▸ GIVEN PROBLEM: Convert the records into a Markdown table with the columns "Row" and "Line", starting at the line that contains "[segment] sunlight patch on floor" and ending after the line that contains "POLYGON ((190 425, 206". Number each row and leave out blank lines.

▸ ENTRIES:
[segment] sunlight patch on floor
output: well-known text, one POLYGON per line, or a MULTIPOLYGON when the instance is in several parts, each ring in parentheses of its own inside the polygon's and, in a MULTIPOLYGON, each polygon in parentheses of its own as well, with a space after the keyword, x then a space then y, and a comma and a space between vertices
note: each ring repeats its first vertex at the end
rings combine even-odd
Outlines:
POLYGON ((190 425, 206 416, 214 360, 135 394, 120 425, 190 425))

--

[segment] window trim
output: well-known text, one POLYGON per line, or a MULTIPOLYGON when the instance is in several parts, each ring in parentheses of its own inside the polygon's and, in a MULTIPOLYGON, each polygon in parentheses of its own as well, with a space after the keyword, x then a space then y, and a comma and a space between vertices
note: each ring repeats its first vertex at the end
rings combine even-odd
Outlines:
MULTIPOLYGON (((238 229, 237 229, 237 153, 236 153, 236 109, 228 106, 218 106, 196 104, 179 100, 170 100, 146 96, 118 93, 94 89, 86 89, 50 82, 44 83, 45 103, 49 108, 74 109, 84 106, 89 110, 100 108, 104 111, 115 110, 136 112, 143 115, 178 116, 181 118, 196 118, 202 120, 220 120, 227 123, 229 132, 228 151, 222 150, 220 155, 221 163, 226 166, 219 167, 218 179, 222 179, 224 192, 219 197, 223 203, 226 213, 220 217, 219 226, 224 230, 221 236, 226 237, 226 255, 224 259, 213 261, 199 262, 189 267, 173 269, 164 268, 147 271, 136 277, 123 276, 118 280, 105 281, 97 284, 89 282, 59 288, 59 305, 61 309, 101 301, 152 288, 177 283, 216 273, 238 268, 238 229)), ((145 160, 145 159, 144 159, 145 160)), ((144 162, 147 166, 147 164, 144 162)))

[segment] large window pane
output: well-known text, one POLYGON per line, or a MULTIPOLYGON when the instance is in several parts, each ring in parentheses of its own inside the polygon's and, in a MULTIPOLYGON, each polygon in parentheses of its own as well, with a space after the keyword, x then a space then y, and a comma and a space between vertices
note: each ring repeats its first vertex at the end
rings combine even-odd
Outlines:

...

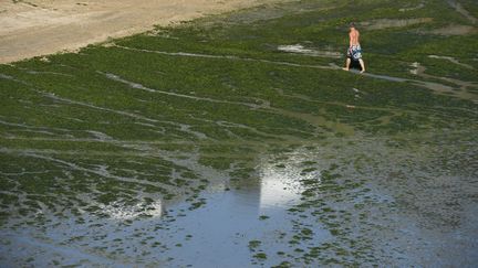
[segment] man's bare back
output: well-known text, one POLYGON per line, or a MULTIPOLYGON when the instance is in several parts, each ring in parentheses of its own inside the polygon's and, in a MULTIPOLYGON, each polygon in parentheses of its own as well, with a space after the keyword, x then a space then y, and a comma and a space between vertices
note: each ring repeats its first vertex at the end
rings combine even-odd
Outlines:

▸ ANSWER TO THE TASK:
| Row | Line |
|---|---|
| 1 | [segment] sunlight patch on floor |
| 2 | output: well-known text, one POLYGON per line, or a MULTIPOLYGON when the instance is in several parts, each ring in parentheses of its own inside the polygon's and, in a MULTIPOLYGON, each polygon in parentheses of its own as well, with a space after the keyword, x then a space then y, and a comma and a space between vertices |
| 3 | note: each ring repeats its first vertex at the end |
| 4 | rings combine even-odd |
| 5 | Outlines: |
| 6 | POLYGON ((190 425, 206 416, 214 360, 135 394, 120 425, 190 425)) |